> [SOURCE PASSAGE]:
Look, we could go on and on about every one of these points, but we won't. You don't have to be a scholar to recognize that each of these would fail abysmally as evidence in a court of law. Late attestation (the letter doesn't crack a mention in contemporary works), for instance, means nothing. So nobody mentioned it early on. One wonders if every one of Shakespeare's plays is mentioned by contemporary writings that have survived till our time. Even if they were, let's remember that Shakespeare died over 170 years after Gutenberg invented the printing press while the New Testament authors died thirteen hundred years before. Who can say how many writings from the first and second centuries have never seen the light of day?

> [DIRECTIONS]:
a: In two sentences, how would you sum up the passage on late attestation?
b: Could you reproduce the passage on late attestation word for word, beginning at the words "Look, we could" and stopping after "light of day?"?
These lines have nothing to do with the passage on late attestation.

> [RECORDED DATA]:

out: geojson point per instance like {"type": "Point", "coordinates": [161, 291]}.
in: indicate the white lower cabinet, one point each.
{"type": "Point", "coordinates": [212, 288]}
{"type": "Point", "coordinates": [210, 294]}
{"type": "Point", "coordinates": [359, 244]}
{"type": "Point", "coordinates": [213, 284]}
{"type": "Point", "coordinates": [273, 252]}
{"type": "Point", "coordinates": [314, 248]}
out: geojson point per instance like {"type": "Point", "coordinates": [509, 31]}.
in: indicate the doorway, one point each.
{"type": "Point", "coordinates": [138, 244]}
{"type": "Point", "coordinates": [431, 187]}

> [RESPONSES]:
a: The passage argues that each of the points would fail badly as evidence in a court of law, and that the letter's late attestation means nothing. It notes that Shakespeare died over 170 years after the printing press was invented while the New Testament authors died thirteen hundred years before, and it asks how many first- and second-century writings have never seen the light of day.

b:
Look, we could go on and on about every one of these points, but we won't. You don't have to be a scholar to recognize that each of these would fail abysmally as evidence in a court of law. Late attestation (the letter doesn't crack a mention in contemporary works), for instance, means nothing. So nobody mentioned it early on. One wonders if every one of Shakespeare's plays is mentioned by contemporary writings that have survived till our time. Even if they were, let's remember that Shakespeare died over 170 years after Gutenberg invented the printing press while the New Testament authors died thirteen hundred years before. Who can say how many writings from the first and second centuries have never seen the light of day?